--- EXERCISE MATERIAL ---
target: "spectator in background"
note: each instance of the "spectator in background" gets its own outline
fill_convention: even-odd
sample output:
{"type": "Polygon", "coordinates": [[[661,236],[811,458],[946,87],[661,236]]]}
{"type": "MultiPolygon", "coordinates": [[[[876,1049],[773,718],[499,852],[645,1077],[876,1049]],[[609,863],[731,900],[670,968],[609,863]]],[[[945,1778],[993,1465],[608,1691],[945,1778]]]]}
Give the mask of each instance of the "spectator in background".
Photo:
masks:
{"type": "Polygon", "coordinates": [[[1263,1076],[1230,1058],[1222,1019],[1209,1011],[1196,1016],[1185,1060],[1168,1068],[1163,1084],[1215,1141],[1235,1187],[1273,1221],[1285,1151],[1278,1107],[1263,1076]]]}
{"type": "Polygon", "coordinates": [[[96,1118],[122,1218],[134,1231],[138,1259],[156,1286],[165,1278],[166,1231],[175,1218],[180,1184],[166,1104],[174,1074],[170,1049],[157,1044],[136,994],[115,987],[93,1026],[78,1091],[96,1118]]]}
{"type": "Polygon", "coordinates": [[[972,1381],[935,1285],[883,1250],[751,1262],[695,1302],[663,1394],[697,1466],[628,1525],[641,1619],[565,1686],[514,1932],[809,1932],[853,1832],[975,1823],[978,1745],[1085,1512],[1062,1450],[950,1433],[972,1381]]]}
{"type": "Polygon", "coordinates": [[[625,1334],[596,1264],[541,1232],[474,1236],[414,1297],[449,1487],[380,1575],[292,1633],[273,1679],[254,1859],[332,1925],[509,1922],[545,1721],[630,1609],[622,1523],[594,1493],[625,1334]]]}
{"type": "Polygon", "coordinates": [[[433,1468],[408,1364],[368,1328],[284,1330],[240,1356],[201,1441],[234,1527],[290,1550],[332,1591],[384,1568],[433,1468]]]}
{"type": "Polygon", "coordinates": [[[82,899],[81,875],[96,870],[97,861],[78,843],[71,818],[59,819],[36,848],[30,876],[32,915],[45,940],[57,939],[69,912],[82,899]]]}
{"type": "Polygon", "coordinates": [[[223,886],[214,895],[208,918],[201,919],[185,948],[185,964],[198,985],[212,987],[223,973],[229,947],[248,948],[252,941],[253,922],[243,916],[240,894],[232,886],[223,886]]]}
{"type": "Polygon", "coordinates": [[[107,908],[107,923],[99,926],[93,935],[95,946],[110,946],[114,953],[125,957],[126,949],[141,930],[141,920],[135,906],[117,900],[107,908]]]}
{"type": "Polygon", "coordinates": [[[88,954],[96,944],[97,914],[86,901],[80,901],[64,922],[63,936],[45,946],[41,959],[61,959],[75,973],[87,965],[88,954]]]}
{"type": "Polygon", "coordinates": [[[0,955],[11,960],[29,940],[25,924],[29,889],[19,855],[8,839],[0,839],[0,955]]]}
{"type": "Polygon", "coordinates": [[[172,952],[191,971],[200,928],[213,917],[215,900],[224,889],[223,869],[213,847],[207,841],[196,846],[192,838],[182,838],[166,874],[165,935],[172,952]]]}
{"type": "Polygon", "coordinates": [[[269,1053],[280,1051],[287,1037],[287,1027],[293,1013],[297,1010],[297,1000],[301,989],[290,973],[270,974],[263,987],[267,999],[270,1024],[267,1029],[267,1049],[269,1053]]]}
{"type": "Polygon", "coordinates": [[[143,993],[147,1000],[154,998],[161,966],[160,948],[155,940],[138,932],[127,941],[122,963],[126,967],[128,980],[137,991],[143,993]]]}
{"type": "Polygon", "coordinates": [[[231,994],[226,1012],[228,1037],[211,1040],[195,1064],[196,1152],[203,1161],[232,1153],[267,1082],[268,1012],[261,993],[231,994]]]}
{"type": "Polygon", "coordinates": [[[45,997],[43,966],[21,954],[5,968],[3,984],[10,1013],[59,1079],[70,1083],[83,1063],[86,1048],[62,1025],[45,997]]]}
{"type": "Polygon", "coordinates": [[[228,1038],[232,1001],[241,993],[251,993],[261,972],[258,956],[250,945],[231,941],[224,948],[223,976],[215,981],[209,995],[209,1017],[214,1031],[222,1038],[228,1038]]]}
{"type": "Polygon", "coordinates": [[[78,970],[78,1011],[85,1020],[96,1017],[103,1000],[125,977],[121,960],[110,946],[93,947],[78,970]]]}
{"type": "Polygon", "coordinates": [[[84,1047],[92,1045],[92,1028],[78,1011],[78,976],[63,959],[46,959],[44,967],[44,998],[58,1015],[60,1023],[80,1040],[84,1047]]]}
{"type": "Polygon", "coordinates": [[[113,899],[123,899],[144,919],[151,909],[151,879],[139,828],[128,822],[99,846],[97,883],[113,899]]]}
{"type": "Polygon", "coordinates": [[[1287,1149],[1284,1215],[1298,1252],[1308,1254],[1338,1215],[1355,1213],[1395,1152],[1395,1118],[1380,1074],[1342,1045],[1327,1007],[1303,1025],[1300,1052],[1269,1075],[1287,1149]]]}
---
EXERCISE BRIEF.
Repeat the material above in full so that each line matches the original exactly.

FINISHED EXERCISE.
target: "spectator in background"
note: each instance of the "spectator in background" gets its own outline
fill_convention: even-odd
sample output:
{"type": "Polygon", "coordinates": [[[661,236],[811,458],[946,87],[661,236]]]}
{"type": "MultiPolygon", "coordinates": [[[[876,1049],[773,718],[499,852],[645,1077],[876,1049]],[[609,863],[731,900],[670,968],[609,863]]],[[[945,1778],[993,1465],[608,1691],[945,1778]]]]}
Give the mask of each instance of the "spectator in background".
Photo:
masks:
{"type": "Polygon", "coordinates": [[[1263,1076],[1230,1058],[1222,1019],[1209,1011],[1196,1016],[1185,1060],[1168,1068],[1163,1084],[1215,1141],[1235,1187],[1273,1221],[1285,1151],[1278,1107],[1263,1076]]]}
{"type": "Polygon", "coordinates": [[[96,1118],[122,1218],[134,1231],[138,1259],[156,1286],[165,1278],[166,1231],[175,1218],[180,1184],[166,1104],[174,1074],[170,1049],[157,1044],[136,994],[115,987],[93,1026],[78,1091],[96,1118]]]}
{"type": "Polygon", "coordinates": [[[972,1381],[935,1285],[883,1250],[751,1262],[695,1302],[663,1394],[697,1466],[628,1525],[641,1619],[565,1686],[514,1932],[809,1932],[853,1832],[975,1823],[978,1745],[1085,1512],[1062,1450],[950,1433],[972,1381]]]}
{"type": "Polygon", "coordinates": [[[625,1334],[596,1264],[541,1232],[474,1236],[414,1297],[449,1487],[380,1575],[292,1633],[273,1679],[254,1859],[332,1925],[509,1922],[545,1721],[630,1609],[622,1523],[594,1493],[625,1334]]]}
{"type": "Polygon", "coordinates": [[[433,1468],[408,1364],[368,1328],[284,1330],[240,1356],[201,1441],[234,1527],[290,1550],[332,1591],[384,1568],[433,1468]]]}
{"type": "Polygon", "coordinates": [[[82,899],[81,875],[96,870],[97,861],[78,843],[71,818],[59,819],[36,848],[30,876],[32,915],[45,940],[57,939],[69,912],[82,899]]]}
{"type": "Polygon", "coordinates": [[[223,886],[214,895],[208,918],[201,919],[185,948],[185,964],[198,985],[212,987],[223,973],[229,947],[248,948],[252,941],[253,922],[243,916],[240,894],[232,886],[223,886]]]}
{"type": "Polygon", "coordinates": [[[107,908],[107,923],[99,926],[93,935],[95,946],[110,946],[114,953],[125,957],[126,949],[141,930],[141,920],[135,906],[117,900],[107,908]]]}
{"type": "Polygon", "coordinates": [[[88,954],[96,944],[97,914],[86,901],[80,901],[64,922],[63,936],[45,946],[41,959],[61,959],[75,973],[87,965],[88,954]]]}
{"type": "Polygon", "coordinates": [[[0,955],[11,960],[29,940],[25,924],[29,889],[19,855],[8,839],[0,839],[0,955]]]}
{"type": "Polygon", "coordinates": [[[172,952],[191,971],[200,928],[213,917],[215,900],[224,889],[223,869],[213,847],[207,841],[196,846],[192,838],[182,838],[166,874],[165,935],[172,952]]]}
{"type": "Polygon", "coordinates": [[[269,1053],[280,1051],[287,1037],[287,1027],[293,1013],[297,1010],[297,1000],[301,989],[290,973],[270,974],[263,987],[267,999],[270,1024],[267,1029],[267,1049],[269,1053]]]}
{"type": "Polygon", "coordinates": [[[143,993],[147,1000],[154,998],[161,966],[160,948],[155,940],[138,932],[127,941],[122,963],[126,967],[128,980],[137,991],[143,993]]]}
{"type": "Polygon", "coordinates": [[[231,994],[226,1012],[228,1037],[211,1040],[195,1064],[196,1152],[203,1161],[232,1153],[267,1082],[268,1012],[261,993],[231,994]]]}
{"type": "Polygon", "coordinates": [[[45,997],[43,966],[21,954],[5,968],[3,984],[10,1013],[59,1079],[70,1083],[83,1063],[86,1048],[62,1025],[45,997]]]}
{"type": "Polygon", "coordinates": [[[228,1038],[232,1001],[241,993],[251,993],[261,972],[258,956],[250,945],[231,941],[224,948],[223,976],[215,981],[209,995],[209,1017],[214,1031],[222,1038],[228,1038]]]}
{"type": "Polygon", "coordinates": [[[78,970],[78,1011],[85,1020],[96,1017],[103,1000],[125,977],[121,960],[110,946],[93,947],[78,970]]]}
{"type": "Polygon", "coordinates": [[[84,1047],[92,1045],[92,1028],[78,1011],[78,976],[63,959],[46,959],[44,967],[44,998],[58,1015],[60,1023],[80,1040],[84,1047]]]}
{"type": "Polygon", "coordinates": [[[113,899],[123,899],[144,919],[151,909],[151,879],[139,828],[128,822],[99,846],[97,883],[113,899]]]}
{"type": "Polygon", "coordinates": [[[1287,1149],[1284,1215],[1298,1252],[1308,1254],[1338,1215],[1355,1213],[1395,1152],[1395,1118],[1380,1074],[1342,1045],[1327,1007],[1303,1025],[1300,1052],[1269,1075],[1287,1149]]]}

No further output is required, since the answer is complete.